Task statement » Produce an exact copy of the data below.

Extracted data entries »
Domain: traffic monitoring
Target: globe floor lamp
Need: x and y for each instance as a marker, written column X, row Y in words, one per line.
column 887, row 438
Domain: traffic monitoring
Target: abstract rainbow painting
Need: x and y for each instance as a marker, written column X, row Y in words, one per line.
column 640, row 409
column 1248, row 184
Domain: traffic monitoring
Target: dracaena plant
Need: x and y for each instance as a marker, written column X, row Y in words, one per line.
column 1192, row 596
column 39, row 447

Result of this task »
Domain: traffic monitoring
Target: globe floor lamp
Need: x and y for each instance as a marker, written column X, row Y in words, one per line.
column 887, row 438
Domain: traffic monitoring
Target: abstract rainbow painting
Need: x and y for each instance as a marker, written column X, row Y in words, one per line.
column 640, row 409
column 1248, row 184
Domain: traffic monitoring
Target: dracaena plant
Need: x and y for each instance as a marker, written column X, row Y in words, one per line.
column 1192, row 596
column 39, row 447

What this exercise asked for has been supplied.